=== Required task 1 ===
In the article on trading drawdowns, translate this sentence into Spanish: "The risk is real, and trading is not easy."

How Much Pain Can You Take? Risk, Hindsight, Consistency And Paper Trading
Let’s end the article with some personal anecdotes we wrote as far back as 2013. It was initially written as a separate article, but we believe it serves a purpose in this article about drawdowns. It’s written in the “I”form.
The risk is real, and trading is not easy.
The above quote is from page 110 of Curtis Faith’s The Way of The Turtle. A great book! This sentence captures the essence of trading: a very difficult endeavor that ultimately leaves your inner strength exposed.
It all looks so easy when looking at backtested equity curves. Just follow the rules and rake in the money. Yes, sometimes there is a drawdown, but the graph shows an upward slope immediately after. Looking at it from an ecological perspective, drawdowns are like prey – necessary and natural to eliminate the weak players.
Trading is about managing drawdowns
However, most people learn the hard way (including me) and realize it is not so easy after all. A strategy might yield 10% per year, but you experience nasty drawdowns along the way.
Can you handle a severe drawdown? Do you know where your psychological limits are? How much pain can you take before you abandon the strategy? Is 30% an acceptable drawdown?
When looking at many years of equity curves (and not logarithmic ones), a 30% drawdown looks so tiny on a chart. But in real trading when real money is at stake, such a drawdown is not small anymore. Do you continue trading? Do you stop?
I feel pretty confident when I say that most people would quit. This is especially true if you trade only one system/strategy. So in order to succeed in the long term, you have to understand how drawdowns can change your decision-making process.
Behavioral mistakes compound
Peter Lynch had an incredibly good track record for a long time when he managed his fund. But to his astonishment, the vast majority of his investors were not even close to obtaining his numbers. Quite a few actually made a loss. Why?
Because they buy the fund after it has risen, and sell after it has fallen. They do the complete opposite of what you should do. They buy high and sell low – knee-jerk reactions and emotions.
Therefore, it’s important to develop a strategy that you can follow. And I believe a system with less drawdowns is much easier to follow. That does not necessarily mean lower returns for the long term as long as you follow the strategy (vs. theoretically better returns with bigger drawdowns – but less likely to follow).
Some trading strategies are hard to follow. Drawdowns once in a while are many percent. One day I was long and holding GDX overnight, but GDX was down 2.5% at the open. According to the strategy, I should reverse the position and go short. Every inch of my contrarian body resisted going short. Luckily I followed my trading rules and GDX fell a whopping 3% from open to close so I managed to recover my overnight loss. It’s so important to follow the rules! And just as important to have many strategies. The GDX strategy is just one of many I currently have.
Trading is about preserving your capital
Your goal in trading is to make money, but you have to preserve capital to make sure you can make money.
It sounds like a contradiction, but it isn’t. You have to remember that time is on your side. If you have a positive expectancy you’ll make a lot of money. But to make money you have to take risk, and that form can either make you:
- Stop trading after a drawdown (which will happen sooner or later), or you can
- Have a spectacular loss and lose much of your capital.

=== Input records ===
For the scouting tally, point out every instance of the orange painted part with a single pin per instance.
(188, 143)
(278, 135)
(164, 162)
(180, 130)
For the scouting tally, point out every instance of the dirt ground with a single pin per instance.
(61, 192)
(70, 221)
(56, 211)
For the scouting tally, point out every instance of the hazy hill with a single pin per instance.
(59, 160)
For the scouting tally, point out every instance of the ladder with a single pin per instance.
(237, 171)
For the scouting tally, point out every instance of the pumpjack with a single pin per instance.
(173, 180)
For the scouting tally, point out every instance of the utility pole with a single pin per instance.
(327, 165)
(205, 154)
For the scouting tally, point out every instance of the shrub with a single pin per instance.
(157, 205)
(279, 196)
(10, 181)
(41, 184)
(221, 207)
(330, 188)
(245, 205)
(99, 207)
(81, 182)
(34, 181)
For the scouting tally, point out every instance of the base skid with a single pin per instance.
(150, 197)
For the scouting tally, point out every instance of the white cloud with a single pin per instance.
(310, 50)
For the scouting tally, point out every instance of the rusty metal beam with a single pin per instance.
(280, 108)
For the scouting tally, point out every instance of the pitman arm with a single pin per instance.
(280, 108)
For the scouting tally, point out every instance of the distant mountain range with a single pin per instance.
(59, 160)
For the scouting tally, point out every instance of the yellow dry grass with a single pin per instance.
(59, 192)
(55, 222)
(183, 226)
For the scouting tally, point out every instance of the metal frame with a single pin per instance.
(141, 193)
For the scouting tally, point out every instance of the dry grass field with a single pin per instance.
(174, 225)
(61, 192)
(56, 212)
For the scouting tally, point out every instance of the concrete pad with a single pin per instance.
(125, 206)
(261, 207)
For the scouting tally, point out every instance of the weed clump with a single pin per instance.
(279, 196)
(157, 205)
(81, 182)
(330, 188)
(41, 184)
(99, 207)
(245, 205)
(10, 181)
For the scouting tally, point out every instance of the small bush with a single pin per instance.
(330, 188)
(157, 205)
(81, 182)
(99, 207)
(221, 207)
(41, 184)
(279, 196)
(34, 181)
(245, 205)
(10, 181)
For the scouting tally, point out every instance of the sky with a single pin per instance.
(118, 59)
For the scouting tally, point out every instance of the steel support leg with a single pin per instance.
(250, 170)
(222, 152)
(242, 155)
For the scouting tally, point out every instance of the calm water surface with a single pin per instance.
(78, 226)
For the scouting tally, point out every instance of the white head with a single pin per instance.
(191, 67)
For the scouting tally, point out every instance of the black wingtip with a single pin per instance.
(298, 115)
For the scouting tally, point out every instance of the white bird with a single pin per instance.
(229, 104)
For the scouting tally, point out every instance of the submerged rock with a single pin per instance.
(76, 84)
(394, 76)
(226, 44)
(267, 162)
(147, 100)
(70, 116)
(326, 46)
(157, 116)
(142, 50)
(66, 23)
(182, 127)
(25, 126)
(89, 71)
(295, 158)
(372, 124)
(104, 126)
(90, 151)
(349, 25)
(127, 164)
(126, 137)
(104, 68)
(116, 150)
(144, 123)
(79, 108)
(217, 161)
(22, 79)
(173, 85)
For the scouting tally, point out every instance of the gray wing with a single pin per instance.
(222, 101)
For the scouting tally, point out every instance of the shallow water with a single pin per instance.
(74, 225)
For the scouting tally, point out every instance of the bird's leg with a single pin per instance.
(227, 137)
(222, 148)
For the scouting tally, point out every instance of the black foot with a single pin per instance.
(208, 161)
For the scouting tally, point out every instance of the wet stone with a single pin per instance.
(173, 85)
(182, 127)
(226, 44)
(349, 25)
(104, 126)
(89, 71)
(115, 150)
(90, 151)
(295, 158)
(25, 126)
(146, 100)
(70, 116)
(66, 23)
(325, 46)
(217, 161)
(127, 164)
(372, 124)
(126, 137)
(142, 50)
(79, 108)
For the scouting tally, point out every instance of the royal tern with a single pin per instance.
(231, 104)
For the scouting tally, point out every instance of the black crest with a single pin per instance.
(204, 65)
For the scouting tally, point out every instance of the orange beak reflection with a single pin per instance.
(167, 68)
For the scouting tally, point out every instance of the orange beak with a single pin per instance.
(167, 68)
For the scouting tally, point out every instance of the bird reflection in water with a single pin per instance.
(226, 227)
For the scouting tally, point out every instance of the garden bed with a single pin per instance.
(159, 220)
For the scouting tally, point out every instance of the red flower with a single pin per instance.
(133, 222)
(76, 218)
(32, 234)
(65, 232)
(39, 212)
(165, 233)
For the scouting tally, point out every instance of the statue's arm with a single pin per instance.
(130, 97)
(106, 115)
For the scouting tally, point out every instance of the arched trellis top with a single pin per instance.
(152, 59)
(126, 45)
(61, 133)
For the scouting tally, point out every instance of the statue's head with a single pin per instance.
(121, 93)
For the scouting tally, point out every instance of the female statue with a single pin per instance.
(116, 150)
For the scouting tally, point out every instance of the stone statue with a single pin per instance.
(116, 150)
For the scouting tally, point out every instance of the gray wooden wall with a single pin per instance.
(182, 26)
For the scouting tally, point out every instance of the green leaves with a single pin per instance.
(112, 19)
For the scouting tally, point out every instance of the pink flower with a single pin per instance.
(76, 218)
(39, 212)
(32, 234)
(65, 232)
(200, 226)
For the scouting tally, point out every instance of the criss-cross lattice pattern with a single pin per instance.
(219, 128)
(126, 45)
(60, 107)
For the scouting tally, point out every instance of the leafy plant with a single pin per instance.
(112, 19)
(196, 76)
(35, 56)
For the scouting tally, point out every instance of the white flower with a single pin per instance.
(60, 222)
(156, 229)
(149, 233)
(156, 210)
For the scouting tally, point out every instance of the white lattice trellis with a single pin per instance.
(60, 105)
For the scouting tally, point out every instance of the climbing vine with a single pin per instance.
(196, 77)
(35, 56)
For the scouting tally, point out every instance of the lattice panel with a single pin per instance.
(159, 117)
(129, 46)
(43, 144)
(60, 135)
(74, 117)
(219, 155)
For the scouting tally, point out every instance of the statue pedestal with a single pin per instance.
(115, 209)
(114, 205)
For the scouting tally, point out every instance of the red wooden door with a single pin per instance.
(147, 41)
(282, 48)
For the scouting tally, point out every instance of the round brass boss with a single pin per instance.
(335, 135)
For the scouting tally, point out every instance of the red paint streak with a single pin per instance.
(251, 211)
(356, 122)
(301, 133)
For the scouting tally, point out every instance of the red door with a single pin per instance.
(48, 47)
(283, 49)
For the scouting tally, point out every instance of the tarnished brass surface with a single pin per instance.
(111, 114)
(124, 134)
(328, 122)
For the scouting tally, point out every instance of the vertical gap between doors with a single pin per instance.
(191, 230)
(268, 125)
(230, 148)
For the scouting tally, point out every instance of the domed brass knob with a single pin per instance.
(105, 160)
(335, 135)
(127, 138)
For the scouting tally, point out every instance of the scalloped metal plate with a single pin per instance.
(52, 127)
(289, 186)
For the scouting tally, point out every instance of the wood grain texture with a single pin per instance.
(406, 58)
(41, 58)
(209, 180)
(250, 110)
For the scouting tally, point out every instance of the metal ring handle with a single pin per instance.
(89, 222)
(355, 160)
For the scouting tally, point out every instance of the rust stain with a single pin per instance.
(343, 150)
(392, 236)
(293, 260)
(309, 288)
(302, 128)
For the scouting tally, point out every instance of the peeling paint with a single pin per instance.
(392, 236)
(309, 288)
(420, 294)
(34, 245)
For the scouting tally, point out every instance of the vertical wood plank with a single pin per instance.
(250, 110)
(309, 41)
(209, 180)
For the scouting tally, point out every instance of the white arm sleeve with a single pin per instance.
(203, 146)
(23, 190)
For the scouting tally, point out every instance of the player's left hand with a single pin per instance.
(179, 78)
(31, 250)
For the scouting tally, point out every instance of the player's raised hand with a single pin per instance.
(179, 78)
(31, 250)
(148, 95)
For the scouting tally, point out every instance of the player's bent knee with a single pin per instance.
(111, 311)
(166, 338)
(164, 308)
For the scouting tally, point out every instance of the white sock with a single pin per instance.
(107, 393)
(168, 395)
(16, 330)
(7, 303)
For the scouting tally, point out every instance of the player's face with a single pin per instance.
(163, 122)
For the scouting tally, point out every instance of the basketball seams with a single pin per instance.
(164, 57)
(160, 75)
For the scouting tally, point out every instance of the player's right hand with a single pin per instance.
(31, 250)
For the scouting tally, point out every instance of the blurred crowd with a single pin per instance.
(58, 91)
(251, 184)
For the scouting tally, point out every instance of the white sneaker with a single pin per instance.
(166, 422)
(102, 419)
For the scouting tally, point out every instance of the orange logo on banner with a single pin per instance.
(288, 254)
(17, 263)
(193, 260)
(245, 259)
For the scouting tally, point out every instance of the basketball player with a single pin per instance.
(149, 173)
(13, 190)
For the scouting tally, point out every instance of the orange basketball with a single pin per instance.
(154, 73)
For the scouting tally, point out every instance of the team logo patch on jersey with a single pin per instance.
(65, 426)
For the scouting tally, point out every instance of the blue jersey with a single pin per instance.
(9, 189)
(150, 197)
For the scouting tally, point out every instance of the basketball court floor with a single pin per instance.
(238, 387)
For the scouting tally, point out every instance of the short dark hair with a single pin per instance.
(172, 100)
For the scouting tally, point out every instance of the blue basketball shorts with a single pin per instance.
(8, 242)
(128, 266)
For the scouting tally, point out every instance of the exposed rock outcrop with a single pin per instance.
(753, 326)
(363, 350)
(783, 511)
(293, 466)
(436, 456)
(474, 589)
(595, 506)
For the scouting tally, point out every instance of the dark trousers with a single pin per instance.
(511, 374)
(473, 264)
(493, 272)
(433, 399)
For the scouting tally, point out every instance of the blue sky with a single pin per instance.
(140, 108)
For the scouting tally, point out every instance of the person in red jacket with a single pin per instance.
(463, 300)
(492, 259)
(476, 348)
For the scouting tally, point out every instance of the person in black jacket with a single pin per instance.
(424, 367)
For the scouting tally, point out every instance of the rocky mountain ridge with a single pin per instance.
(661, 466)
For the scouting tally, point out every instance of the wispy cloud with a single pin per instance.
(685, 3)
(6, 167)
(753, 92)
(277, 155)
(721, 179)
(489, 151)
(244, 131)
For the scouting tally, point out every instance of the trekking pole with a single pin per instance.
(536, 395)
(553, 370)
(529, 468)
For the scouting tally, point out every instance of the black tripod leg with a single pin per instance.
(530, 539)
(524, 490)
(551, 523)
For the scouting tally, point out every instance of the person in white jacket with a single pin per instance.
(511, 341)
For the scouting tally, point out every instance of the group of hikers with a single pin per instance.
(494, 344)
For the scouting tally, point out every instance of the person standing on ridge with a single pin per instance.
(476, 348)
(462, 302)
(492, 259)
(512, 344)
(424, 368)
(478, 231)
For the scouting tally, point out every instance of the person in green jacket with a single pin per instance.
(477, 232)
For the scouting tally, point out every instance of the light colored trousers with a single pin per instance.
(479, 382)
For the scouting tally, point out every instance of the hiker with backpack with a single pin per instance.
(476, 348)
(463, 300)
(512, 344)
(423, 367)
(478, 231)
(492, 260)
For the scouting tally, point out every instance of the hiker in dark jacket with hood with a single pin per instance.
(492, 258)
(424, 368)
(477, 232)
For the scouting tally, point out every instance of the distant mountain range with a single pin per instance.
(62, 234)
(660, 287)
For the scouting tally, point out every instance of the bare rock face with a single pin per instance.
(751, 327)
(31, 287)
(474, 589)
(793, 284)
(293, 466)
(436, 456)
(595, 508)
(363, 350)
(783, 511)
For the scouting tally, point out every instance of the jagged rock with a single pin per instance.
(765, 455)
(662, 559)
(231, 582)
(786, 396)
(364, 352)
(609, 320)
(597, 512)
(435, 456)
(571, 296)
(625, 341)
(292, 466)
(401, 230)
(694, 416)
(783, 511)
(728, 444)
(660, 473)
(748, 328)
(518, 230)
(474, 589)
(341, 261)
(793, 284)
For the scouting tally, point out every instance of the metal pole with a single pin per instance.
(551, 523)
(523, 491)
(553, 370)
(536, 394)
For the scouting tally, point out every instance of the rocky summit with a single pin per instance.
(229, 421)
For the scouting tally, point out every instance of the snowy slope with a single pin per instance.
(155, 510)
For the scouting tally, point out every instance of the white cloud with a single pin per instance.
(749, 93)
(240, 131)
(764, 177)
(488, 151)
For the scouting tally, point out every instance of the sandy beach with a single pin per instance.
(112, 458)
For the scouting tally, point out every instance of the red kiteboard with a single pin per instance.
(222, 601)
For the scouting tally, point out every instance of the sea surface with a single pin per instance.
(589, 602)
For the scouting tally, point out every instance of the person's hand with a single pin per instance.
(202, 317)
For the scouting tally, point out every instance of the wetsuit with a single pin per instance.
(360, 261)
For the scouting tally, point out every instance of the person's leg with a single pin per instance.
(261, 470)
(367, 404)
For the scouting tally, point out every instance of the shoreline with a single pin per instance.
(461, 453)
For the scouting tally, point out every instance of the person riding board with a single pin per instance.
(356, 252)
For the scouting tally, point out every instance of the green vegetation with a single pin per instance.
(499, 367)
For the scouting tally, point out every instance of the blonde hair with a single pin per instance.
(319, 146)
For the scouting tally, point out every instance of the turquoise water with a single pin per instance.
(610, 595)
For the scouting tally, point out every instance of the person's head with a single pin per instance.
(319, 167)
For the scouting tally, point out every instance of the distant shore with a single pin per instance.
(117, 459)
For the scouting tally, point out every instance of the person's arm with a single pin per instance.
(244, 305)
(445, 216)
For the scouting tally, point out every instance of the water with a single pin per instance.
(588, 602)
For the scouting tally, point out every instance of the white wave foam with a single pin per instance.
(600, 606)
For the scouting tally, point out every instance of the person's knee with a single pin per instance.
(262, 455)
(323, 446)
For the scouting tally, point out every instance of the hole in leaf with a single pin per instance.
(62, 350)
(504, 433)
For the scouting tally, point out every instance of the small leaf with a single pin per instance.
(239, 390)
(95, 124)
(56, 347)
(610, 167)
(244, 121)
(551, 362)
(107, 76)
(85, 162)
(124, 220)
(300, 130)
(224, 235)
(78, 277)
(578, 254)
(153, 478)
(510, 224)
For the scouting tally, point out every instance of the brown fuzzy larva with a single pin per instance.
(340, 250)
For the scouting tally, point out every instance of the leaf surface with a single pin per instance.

=== Required task 2 ===
Reproduce the rows word for word, starting with the line that contains "For the scouting tally, point out every instance of the water" and going on through the last of the rows.

=== Exercise response 1 ===
El riesgo es real, y el trading no es fácil.

=== Exercise response 2 ===
For the scouting tally, point out every instance of the water with a single pin per instance.
(588, 602)
For the scouting tally, point out every instance of the white wave foam with a single pin per instance.
(600, 606)
For the scouting tally, point out every instance of the person's knee with a single pin per instance.
(262, 455)
(323, 446)
For the scouting tally, point out every instance of the hole in leaf with a single pin per instance.
(62, 350)
(504, 433)
For the scouting tally, point out every instance of the small leaf with a single pin per instance.
(239, 390)
(95, 124)
(56, 347)
(610, 167)
(244, 121)
(551, 362)
(107, 76)
(85, 162)
(124, 220)
(300, 130)
(224, 235)
(78, 277)
(578, 254)
(153, 478)
(510, 224)
For the scouting tally, point out every instance of the brown fuzzy larva with a single pin per instance.
(340, 250)
For the scouting tally, point out every instance of the leaf surface with a single pin per instance.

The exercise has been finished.